▶ **Permintaan Tertulis**: Tuliskan ulang kata demi kata bagian kutipan teks tentang investasi Rudolf Parningotan Nainggolan, dari "Rudolf lebih senang" hingga dan termasuk "mengantisipasi risiko kerugian.".

▶ **Kutipan Teks**:
Direktur Utama GHON Rudolf Parningotan Nainggolan: Investasi Tak Bisa Disambi



KONTAN.CO.ID - JAKARTA. Saat Reformasi berdentum pada tahun 1998, di tahun yang sama, Rudolf Parningotan Nainggolan mulai serius menggeluti investasi. Pada mulanya, Rudolf masih bermain aman dengan menyisihkan sebagian dana ke deposito.

Seiring berjalannya waktu, pria yang menjabat sebagai Direktur Utama PT Gihon Telekomunikasi Indonesia Tbk (GHON) sejak tahun 2001 ini menebar jala ke berbagai instrumen investasi. Rudolf melakukan langkah ini secara selektif.

Dia teliti membagi instrumen investasi ke dalam tiga kategori. Pertama, investasi dengan profil risiko yang relatif rendah (low risk). Obligasi negara seperti seri fixed rate, obligasi korporasi, serta investasi konvensional semacam tanah, ruko dan gudang menjadi favorit Rudolf.


Kedua, investasi dengan risiko sedang (medium risk). Reksadana, terutama pasar uang, menjadi pilihan Rudolf di bagian ini. Ketiga, investasi dengan risiko relatif tinggi (high risk), dimana Rudolf memasukkan saham ke dalam kategori ini.

Baca Juga: Grup Djarum Jadi Konglomerasi Paling Aktif Akuisisi Tahun Ini, Salim Paling Besar

Rudolf lebih senang memilih investasi yang low-medium risk. Jika digambarkan, instrumen low risk mengisi sekitar 60% dari total portofolio investasi Rudolf. Porsi medium risk sebanyak 30%, dan 10% sisanya diisi oleh instrumen yang high risk.

Sebagai investor yang bersifat moderat, anak ketiga dari empat bersaudara ini berpegang pada prinsip pegang kendali pada investasi yang dimiliki. Prinsip inilah yang memandu Rudolf untuk mengantisipasi risiko kerugian.

▶ **Entri yang Diberikan**:
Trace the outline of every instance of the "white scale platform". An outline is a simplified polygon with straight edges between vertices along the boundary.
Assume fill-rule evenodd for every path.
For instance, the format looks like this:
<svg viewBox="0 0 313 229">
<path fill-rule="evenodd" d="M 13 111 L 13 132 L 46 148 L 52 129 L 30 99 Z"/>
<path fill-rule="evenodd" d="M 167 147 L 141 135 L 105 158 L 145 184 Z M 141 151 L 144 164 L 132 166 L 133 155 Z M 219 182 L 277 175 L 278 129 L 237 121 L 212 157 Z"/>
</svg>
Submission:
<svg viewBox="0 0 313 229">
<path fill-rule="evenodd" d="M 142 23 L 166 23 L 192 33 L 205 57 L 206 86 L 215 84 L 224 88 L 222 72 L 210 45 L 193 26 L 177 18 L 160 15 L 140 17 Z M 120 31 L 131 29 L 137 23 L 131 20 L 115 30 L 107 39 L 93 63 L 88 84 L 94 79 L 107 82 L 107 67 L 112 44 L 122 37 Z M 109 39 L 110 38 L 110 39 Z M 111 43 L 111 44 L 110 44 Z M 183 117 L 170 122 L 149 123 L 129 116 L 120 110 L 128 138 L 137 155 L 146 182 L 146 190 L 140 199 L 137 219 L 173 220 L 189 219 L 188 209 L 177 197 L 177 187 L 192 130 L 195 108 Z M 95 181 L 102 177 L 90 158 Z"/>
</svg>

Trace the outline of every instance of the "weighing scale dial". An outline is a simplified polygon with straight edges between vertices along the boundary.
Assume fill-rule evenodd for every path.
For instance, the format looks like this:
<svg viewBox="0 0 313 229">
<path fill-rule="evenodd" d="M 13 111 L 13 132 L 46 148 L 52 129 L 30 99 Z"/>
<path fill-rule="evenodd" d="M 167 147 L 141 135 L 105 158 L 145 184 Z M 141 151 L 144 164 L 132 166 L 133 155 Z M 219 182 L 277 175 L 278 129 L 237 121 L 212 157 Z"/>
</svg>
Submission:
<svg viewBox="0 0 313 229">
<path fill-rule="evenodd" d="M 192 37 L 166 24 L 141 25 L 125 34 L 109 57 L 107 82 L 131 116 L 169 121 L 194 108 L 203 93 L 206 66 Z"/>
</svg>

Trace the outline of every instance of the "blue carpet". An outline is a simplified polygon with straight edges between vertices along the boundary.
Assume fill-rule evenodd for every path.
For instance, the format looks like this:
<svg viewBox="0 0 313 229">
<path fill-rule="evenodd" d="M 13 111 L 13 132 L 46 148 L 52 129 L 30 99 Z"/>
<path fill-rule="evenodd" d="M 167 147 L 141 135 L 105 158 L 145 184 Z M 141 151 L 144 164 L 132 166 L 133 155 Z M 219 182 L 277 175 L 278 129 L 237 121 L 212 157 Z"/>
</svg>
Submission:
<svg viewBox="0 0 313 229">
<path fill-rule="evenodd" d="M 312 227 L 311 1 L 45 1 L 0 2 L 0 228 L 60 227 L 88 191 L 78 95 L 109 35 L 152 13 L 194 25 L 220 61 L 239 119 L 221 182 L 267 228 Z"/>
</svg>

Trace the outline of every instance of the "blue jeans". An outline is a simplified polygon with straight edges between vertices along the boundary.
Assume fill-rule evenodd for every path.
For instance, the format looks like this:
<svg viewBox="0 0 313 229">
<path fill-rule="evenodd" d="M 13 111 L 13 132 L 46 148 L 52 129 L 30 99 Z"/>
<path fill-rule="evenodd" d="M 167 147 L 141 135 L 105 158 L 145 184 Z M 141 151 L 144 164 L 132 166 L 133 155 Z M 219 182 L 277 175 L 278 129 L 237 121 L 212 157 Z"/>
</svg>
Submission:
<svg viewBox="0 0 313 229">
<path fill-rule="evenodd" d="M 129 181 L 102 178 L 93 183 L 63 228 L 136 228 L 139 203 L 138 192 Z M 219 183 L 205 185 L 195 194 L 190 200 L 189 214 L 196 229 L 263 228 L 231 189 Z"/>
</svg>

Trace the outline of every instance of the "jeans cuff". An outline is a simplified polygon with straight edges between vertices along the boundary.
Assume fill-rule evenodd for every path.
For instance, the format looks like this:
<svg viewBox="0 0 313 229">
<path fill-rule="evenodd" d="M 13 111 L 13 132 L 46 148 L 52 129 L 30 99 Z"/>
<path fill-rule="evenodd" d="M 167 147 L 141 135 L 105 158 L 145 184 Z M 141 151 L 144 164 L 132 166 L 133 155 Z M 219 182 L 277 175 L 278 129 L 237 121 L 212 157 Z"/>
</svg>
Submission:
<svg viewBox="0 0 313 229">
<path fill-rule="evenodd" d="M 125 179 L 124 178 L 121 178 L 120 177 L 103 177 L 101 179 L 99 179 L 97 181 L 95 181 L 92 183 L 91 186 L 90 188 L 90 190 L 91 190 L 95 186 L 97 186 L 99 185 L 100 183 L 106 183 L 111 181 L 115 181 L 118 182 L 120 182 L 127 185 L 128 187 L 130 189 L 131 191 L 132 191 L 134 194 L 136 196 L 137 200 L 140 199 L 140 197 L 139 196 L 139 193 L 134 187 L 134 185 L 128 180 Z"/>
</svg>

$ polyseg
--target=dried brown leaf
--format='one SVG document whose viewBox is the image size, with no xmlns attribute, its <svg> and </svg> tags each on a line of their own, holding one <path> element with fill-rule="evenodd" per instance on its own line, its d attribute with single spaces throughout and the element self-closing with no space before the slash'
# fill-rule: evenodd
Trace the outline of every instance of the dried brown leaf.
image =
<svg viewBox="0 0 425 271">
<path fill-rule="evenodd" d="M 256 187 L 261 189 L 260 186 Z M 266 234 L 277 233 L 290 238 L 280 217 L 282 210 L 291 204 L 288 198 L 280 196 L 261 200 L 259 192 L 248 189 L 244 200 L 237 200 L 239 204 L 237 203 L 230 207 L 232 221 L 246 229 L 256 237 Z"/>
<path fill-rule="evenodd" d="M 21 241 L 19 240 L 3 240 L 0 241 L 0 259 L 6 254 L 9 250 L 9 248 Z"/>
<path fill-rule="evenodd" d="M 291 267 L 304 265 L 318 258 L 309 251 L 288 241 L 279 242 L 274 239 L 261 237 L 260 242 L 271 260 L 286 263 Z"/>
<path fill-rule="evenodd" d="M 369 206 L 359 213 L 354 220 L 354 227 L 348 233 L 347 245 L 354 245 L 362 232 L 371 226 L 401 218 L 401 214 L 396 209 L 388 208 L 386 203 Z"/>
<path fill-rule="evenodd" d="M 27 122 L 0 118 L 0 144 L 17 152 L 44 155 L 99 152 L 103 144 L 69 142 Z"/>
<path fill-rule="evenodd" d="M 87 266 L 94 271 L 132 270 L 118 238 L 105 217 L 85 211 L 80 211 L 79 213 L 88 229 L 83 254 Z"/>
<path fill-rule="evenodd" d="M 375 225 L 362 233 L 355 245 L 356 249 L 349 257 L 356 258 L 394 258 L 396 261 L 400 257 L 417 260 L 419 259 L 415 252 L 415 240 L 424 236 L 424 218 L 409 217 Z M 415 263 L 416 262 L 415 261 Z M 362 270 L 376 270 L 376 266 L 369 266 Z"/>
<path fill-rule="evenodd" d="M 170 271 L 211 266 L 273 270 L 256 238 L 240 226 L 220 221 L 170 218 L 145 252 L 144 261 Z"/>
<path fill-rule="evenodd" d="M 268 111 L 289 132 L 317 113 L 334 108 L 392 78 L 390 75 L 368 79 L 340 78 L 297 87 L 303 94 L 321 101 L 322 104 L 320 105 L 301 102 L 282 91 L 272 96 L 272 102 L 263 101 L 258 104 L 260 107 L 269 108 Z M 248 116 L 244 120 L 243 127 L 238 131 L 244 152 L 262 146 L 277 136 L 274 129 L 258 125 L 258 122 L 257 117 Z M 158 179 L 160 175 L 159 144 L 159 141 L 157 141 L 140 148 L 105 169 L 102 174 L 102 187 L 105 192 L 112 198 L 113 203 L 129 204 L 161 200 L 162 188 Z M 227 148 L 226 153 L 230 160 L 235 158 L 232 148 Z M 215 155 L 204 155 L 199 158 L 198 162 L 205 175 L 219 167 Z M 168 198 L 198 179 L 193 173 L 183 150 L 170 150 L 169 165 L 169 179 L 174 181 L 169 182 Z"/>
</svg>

▶ **Latihan Selesai**:
Rudolf lebih senang memilih investasi yang low-medium risk. Jika digambarkan, instrumen low risk mengisi sekitar 60% dari total portofolio investasi Rudolf. Porsi medium risk sebanyak 30%, dan 10% sisanya diisi oleh instrumen yang high risk.

Sebagai investor yang bersifat moderat, anak ketiga dari empat bersaudara ini berpegang pada prinsip pegang kendali pada investasi yang dimiliki. Prinsip inilah yang memandu Rudolf untuk mengantisipasi risiko kerugian.